Assigned task — All of the data below is to be returned unaltered.

- - -

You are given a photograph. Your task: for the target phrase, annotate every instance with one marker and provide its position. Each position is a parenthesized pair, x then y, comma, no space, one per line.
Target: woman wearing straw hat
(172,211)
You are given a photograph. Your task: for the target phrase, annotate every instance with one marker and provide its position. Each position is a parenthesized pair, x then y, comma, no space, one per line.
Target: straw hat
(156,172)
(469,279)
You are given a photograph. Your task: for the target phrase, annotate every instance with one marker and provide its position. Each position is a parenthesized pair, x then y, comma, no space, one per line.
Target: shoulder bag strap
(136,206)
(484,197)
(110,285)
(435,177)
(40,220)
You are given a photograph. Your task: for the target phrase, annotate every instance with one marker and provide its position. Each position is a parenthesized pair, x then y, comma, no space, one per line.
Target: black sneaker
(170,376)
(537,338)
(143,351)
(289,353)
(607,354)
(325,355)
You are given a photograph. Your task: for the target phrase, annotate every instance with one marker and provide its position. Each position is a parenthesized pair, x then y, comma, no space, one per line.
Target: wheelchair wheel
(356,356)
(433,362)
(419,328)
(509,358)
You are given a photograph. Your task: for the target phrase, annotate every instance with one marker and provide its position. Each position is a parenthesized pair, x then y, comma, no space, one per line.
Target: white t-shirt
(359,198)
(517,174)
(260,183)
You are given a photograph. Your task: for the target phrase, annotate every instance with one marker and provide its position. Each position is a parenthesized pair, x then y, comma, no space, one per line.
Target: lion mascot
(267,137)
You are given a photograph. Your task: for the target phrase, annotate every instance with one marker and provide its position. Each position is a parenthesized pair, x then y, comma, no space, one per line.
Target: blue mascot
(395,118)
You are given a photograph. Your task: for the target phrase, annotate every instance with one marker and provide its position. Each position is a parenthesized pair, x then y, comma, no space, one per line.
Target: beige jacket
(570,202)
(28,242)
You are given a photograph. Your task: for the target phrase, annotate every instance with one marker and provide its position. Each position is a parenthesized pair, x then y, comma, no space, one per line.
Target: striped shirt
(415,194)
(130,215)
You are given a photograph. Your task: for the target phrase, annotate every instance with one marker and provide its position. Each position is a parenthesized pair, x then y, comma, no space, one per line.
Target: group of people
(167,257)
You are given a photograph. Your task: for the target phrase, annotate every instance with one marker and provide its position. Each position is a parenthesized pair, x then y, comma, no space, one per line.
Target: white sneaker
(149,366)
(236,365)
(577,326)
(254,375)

- - -

Result of this task —
You are given a photograph. Your task: for the target phrase, annotate every instance with one marker and provide its position. Each position is a parenthesized pair, x then y, comma, no space, one per line.
Target: woman wearing straw hat
(172,211)
You are given a photograph. Your task: for the target phrase, annotate every instance with one marker and provide its position. Each position is a parenthesized pair, x then y, comma, no space, one per line.
Target: straw hat
(156,172)
(469,279)
You are given a photograph. Your task: for the target phrase, annotate every instance with one marker and provide its position. Each position is a parenthesized pair, x then y, comma, no space, one per line.
Target: shoulder bag strap
(136,206)
(484,197)
(110,285)
(435,177)
(40,220)
You are given a photograph. Your task: for the target phrase, annotate every instance with one marker and provide its position. Each position is a parenthesized pair, x then y, comma, no space, one per line.
Target: black sneaker
(170,376)
(537,338)
(143,351)
(289,353)
(607,354)
(325,355)
You are given a photograph. Your task: for the target phrase, annotate every instance with one marker and provide its position. Each position is a parenthesized pair, x then y, comma, no space, one per line.
Target: wheelchair wheel
(356,356)
(433,362)
(419,328)
(509,358)
You are given a photograph. Your task: for the target phrase, annotate every instance with one marker and provide its position. Each position is a parenthesized pair, x then y, comma, no space, one per line.
Target: white t-shirt
(359,198)
(517,174)
(260,183)
You are given a photograph. Your task: for the target phrase, annotate every instance with one marker and provide its position. Each position is a parenthesized pair, x then y, comma, no space, one per line.
Target: lion mascot
(267,137)
You are given a photograph. Your task: for the target phrase, annotate every instance with one marker and provide its position. Each position is a parenthesized pair, x then y, comma, no space, one per line.
Target: blue mascot
(395,118)
You are given a photograph. Your task: for the target phrase, annotate every instance with one marker and provide its position. Each position is a parenthesized pair, x then y, comma, no space, one per line.
Target: beige jacket
(570,202)
(28,242)
You are given a photograph. Your task: for the target phrase, annotate every instance with one marker and provide its position. Each position is a parenthesized pair, x then y, comma, no space, one per line.
Target: striped shirt
(415,194)
(130,215)
You are given a photograph. Your task: for the target phrase, annotate every instance with one marker and provide its position. Each position is a parenthesized pair, x then y, comma, no space, one per line.
Target: group of people
(167,257)
You are given a photograph. Your task: for the target phrase, annotate every instance with one marker and provide its position. Each position is a parenthesized pair, x then y, comma, no space, one per line.
Target: white sneaker
(149,366)
(236,365)
(577,326)
(254,375)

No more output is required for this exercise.